### Reading passage
..........

Make sure that the server is otherwise up to date:

sudo apt update
sudo apt upgrade

If anything kernel-related has been updated, reboot from the EC2 portal, not from within Linux.

Install MapD

Create the mapd group and mapd user, who will be the owner of the MapD database.

sudo useradd -U mapd

Download the MapD software:

curl https://releases.mapd.com/ce/mapd-ce-cuda.list | sudo tee /etc/apt/sources.list.d/mapd.list
curl https://releases.mapd.com/GPG-KEY-mapd | sudo apt-key add -
sudo apt update
sudo apt install mapd

Set the environment variables:

nano ~/.bashrc
export MAPD_USER=mapd
export MAPD_GROUP=mapd
export MAPD_STORAGE=/data
export MAPD_PATH=/opt/mapd
source ~/.bashrc

Change storage directory ownership:

sudo chown -R $MAPD_USER $MAPD_STORAGE

Run the installer. The script creates a data directory in $MAPD_STORAGE with the directories mapd_catalogs, mapd_data, and mapd_export. The mapd_import and mapd_log directories are created when inserting data the first time.

..........

### Items
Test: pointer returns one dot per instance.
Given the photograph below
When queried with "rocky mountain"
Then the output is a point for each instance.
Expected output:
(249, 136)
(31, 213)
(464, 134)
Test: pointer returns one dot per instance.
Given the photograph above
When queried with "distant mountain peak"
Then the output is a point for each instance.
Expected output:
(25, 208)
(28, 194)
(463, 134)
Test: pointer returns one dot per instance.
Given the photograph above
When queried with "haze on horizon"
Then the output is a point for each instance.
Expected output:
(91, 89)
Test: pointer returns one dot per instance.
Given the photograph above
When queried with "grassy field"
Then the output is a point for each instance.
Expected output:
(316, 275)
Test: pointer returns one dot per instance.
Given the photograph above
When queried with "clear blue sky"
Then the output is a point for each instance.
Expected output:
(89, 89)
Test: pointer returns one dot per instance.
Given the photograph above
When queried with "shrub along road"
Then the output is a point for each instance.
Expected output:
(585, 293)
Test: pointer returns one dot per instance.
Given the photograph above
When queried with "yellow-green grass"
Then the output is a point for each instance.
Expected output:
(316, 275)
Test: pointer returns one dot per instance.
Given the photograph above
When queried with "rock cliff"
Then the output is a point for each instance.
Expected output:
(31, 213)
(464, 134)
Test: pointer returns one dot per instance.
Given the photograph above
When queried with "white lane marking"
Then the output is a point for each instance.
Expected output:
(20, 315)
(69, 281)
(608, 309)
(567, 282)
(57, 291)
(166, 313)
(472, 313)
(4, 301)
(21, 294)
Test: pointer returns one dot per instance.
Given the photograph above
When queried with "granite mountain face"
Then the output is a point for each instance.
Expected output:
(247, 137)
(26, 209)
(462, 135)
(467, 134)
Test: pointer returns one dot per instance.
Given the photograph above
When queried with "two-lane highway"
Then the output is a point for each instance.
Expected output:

..........

### Written exercise 1
Answer these questions from the MapD installation guide:
(a) If anything kernel-related has been updated, where should the server be rebooted from?
(b) Which command creates the mapd group and the mapd user?
(c) Which two directories are created the first time data is inserted?
### Written exercise 2
Set down the part of the MapD installation guide starting with "Set the environment" and going on through "the first time.".

### Correct result 1
(a) From the EC2 portal, not from within Linux.
(b) sudo useradd -U mapd
(c) mapd_import and mapd_log

### Correct result 2
Set the environment variables:

nano ~/.bashrc
export MAPD_USER=mapd
export MAPD_GROUP=mapd
export MAPD_STORAGE=/data
export MAPD_PATH=/opt/mapd
source ~/.bashrc

Change storage directory ownership:

sudo chown -R $MAPD_USER $MAPD_STORAGE

Run the installer. The script creates a data directory in $MAPD_STORAGE with the directories mapd_catalogs, mapd_data, and mapd_export. The mapd_import and mapd_log directories are created when inserting data the first time.